Text:
##############################
The sample memory would never hold the entire scene. That's the frame buffer's job. The sample memory only holds fragments as long as it's not possible to turn them into completed pixels.
Just to make the patent harder to read
the patent is written to encompass any anti-aliasing scheme, whether it's super sampling or edge multi-sampling (or... erm dunno!).
If you take the simple case of edge multi-sampling, then the AA samples are encoded in a single bit per sample (they're just geometry samples, so the triangle either covers each sample point or it doesn't). That's encoded as the coverage mask. So on top of the colour and z that you need to hold for the fragment, you only need 1 byte for upto 8xAA samples in the coverage mask.
The other point about edge anti-aliasing, of course, is that you don't need to store a fragment in the sample memory if the fragment isn't on a triangle edge. If that pixel (according to z-testing thus far) is visible then it is blended with the existing value of the pixel in the frame buffer and the fragment is discarded. If the pixel is entirely hidden, then of course the fragment is discarded.
So in edge multi-sampling you're not trying to store anything like the entire frame in the sample memory. You're only storing the fragments that are unresolvable thus far.
A simple way (this isn't the entire method) of defining unresolved fragments relating to a pixel is to consider the coverage mask. In 8xAA, you can't resolve the colour/z of a pixel until all 8 samples have been covered by one or more fragments. So if two fragments only cover 6 of the 8 samples within a pixel, you can't blend those two fragments until you resolve how the final two samples are covered.
As the frame's triangles are rendered as fully resolved pixels, fragments in the sample memory are discarded - so the consumption of sample memory is constantly rising and falling. When the last triangle's last fragment arrives and you process it, you will have resolved all outstanding fragments in sample memory, which means it is empty.
So, after all that, the storage demands of the sample memory are not as seemingly huge as they first appear. At least if using edge multi-sampling.
Why was 10MB chosen for the EDRAM? What are the approximately 3MB of unused EDRAM doing (1280x720x8 is 7MB ish)?
-------
The buffer, 20 in the patent, is designed to hold fragments as they come from the GPU. But it also holds those fragments as they are fetched out of sample memory (or, potentially, on their way into sample memory).
The primary reason for 20 is so that the fragment data can be blocked into compressible units for maximum efficiency as they go over the bus - and also so that the fragment data requires a minimal-cost fetch of pixels from EDRAM by the Data Path blending unit, 48.
##############################
Provided material:
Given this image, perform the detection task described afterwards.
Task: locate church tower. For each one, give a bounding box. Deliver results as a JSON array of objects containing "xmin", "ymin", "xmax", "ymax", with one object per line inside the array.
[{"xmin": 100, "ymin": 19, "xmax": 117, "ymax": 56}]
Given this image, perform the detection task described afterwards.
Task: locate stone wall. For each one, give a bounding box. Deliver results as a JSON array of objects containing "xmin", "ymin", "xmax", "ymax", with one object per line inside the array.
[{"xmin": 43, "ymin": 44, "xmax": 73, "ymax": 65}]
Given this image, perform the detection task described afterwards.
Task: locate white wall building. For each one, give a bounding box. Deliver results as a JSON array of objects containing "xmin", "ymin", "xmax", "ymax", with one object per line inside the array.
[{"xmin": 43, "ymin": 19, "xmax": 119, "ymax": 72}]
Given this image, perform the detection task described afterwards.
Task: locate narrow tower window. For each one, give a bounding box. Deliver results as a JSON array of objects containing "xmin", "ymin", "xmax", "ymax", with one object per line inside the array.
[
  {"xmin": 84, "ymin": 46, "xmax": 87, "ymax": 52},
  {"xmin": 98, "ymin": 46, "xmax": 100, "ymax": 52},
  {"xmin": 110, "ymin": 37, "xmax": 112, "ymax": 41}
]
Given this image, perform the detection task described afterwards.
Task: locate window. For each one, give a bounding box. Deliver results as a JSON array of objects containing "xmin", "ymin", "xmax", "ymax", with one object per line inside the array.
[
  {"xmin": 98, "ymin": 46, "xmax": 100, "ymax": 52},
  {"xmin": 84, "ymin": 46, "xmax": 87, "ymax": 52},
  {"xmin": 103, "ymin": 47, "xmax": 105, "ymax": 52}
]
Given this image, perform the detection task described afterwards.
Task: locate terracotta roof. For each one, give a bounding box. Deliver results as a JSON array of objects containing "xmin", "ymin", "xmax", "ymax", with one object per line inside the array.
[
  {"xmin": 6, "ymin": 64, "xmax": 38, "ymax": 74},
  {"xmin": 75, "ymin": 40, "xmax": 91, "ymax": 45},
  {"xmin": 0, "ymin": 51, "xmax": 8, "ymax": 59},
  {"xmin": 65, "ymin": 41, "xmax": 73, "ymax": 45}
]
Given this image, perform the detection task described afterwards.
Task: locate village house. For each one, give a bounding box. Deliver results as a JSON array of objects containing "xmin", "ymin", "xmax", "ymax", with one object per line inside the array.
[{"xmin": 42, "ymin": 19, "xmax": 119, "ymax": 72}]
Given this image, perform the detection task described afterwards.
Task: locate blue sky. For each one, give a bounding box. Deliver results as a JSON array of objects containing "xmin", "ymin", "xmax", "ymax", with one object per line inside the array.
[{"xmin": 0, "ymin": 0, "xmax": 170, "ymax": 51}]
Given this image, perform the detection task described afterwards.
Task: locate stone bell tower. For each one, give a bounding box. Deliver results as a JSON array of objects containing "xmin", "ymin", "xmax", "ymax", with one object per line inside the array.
##############################
Job: Print the passage of the sample memory thread starting at "The sample memory would" and ending at "in the coverage mask.". The listing plays no part here.

Full answer:
The sample memory would never hold the entire scene. That's the frame buffer's job. The sample memory only holds fragments as long as it's not possible to turn them into completed pixels.
Just to make the patent harder to read
the patent is written to encompass any anti-aliasing scheme, whether it's super sampling or edge multi-sampling (or... erm dunno!).
If you take the simple case of edge multi-sampling, then the AA samples are encoded in a single bit per sample (they're just geometry samples, so the triangle either covers each sample point or it doesn't). That's encoded as the coverage mask. So on top of the colour and z that you need to hold for the fragment, you only need 1 byte for upto 8xAA samples in the coverage mask.